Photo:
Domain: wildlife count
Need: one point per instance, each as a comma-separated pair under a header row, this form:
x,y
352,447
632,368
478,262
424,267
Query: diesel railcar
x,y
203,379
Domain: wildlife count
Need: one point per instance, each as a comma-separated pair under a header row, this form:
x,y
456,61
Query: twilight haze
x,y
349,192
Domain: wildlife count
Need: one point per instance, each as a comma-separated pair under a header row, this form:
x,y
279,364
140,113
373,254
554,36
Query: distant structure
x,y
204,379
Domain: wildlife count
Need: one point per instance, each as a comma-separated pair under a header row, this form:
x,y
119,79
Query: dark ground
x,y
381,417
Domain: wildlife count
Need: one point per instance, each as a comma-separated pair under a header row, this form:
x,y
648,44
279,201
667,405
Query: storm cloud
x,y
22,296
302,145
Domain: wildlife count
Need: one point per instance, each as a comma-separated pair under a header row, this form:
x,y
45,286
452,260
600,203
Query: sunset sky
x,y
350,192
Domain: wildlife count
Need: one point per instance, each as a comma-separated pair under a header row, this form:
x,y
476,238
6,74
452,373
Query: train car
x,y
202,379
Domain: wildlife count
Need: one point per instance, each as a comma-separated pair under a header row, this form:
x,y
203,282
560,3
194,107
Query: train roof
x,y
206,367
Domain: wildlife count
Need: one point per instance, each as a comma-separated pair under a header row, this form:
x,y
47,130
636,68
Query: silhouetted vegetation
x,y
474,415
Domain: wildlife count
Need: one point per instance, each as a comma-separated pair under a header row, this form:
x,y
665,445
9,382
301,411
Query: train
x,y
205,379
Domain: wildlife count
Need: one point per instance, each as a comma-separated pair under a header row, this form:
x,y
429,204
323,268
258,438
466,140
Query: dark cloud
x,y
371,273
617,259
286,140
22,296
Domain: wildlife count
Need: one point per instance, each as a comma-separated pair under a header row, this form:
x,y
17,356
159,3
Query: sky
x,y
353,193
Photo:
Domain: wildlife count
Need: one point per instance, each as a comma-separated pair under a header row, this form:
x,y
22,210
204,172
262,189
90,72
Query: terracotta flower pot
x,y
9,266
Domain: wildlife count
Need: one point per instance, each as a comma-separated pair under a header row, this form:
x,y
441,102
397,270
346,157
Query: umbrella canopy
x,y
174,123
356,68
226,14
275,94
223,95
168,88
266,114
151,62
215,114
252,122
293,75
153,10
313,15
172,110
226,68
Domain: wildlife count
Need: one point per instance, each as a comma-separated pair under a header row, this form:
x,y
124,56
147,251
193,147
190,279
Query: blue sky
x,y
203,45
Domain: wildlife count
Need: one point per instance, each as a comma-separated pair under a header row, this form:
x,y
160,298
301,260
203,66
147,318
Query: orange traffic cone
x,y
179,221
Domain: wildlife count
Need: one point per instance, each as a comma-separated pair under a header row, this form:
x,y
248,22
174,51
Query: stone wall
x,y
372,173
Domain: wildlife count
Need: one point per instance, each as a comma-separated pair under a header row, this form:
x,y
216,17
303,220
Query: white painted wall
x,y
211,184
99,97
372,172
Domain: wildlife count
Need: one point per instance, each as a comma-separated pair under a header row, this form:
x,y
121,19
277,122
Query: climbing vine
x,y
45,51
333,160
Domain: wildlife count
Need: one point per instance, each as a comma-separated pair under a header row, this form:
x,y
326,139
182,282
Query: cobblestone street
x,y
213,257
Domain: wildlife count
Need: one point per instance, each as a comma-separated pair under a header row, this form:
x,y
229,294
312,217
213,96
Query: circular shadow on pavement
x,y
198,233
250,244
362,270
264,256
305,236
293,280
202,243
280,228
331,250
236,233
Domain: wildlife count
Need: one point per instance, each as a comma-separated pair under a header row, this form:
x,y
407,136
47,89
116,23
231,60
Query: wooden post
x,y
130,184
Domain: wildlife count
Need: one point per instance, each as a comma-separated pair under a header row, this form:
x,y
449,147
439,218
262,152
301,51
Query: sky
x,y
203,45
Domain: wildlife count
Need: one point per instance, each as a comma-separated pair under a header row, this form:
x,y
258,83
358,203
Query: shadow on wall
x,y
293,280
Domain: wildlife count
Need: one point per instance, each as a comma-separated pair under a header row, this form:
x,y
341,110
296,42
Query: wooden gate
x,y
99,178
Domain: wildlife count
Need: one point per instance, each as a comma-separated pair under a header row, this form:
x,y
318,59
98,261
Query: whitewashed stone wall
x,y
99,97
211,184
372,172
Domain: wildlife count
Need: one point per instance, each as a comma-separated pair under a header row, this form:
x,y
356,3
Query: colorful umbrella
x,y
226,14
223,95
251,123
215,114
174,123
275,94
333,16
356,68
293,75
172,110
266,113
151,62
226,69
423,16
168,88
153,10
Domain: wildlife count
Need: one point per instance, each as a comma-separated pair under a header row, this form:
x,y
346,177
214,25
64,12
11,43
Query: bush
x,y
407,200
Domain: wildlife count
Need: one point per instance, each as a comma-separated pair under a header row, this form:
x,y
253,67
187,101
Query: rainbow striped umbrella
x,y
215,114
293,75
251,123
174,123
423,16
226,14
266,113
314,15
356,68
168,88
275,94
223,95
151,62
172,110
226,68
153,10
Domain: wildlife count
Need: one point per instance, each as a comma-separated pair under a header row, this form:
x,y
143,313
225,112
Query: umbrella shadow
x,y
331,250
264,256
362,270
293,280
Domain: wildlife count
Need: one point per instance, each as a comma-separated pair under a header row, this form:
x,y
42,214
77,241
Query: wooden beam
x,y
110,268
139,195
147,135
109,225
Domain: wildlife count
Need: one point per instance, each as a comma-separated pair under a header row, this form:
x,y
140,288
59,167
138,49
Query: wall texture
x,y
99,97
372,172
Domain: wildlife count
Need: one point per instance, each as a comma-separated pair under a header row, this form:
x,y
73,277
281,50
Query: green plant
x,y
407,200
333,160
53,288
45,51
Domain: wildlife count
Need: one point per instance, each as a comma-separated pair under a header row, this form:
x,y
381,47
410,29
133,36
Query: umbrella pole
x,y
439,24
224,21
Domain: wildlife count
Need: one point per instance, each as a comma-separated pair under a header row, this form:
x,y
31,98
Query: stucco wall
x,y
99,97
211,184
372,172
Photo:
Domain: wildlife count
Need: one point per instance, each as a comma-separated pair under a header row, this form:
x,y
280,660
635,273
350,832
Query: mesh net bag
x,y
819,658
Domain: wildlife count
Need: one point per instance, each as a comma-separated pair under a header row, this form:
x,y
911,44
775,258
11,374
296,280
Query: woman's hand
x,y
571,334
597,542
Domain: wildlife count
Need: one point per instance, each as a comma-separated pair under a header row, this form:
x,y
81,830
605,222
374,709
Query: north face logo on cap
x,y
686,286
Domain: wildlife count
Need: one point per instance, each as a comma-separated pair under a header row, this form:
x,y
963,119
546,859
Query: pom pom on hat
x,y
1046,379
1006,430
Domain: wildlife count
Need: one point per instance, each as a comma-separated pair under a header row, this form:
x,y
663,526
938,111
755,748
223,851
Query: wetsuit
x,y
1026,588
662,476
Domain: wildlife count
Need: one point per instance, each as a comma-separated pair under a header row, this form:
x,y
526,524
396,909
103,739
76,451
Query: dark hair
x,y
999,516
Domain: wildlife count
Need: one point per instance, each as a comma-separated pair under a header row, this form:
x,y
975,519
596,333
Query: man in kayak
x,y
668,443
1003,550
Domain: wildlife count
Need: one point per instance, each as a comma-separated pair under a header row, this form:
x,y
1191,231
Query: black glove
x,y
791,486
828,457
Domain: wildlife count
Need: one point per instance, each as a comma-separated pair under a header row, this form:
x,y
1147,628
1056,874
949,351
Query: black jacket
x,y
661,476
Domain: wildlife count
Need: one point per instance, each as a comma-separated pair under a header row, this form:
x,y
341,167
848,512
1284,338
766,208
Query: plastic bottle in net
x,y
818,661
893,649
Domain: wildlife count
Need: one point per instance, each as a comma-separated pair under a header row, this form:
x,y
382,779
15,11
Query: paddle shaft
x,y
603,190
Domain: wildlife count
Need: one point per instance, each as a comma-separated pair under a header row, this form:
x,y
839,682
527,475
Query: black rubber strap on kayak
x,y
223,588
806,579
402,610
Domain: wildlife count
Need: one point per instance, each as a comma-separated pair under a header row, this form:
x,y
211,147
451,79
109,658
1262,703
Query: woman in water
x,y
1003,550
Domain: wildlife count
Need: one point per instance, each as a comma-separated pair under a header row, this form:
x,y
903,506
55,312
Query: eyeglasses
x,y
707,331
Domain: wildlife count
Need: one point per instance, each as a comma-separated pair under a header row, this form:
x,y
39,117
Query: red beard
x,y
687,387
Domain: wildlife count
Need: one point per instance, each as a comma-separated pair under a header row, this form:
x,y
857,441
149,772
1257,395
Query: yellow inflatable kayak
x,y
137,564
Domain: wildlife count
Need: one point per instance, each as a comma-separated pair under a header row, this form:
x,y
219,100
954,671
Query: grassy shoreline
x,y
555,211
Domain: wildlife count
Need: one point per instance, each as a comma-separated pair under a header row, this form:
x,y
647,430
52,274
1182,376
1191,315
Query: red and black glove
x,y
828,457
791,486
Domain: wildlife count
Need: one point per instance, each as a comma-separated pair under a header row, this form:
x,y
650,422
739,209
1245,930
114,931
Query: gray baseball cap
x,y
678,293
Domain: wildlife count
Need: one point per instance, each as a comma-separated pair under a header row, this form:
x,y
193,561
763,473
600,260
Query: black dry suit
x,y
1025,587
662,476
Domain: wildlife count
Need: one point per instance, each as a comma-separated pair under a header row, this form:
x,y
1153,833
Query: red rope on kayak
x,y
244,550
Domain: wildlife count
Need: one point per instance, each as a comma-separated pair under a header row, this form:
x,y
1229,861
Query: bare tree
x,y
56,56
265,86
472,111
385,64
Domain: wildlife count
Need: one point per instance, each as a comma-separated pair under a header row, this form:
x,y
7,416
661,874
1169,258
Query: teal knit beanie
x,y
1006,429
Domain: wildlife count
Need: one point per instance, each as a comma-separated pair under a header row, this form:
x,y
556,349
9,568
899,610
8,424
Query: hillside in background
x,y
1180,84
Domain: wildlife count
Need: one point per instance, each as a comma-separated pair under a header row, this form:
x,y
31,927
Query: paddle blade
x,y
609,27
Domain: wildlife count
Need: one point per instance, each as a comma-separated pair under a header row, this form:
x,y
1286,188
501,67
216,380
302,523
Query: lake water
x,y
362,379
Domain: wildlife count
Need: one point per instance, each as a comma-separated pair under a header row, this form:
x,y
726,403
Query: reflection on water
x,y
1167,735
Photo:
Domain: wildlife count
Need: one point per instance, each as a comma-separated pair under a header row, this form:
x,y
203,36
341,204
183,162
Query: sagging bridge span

### What the task requires
Count the lines in the data above that contain the word "black", and reply with only that number.

### Correct output
5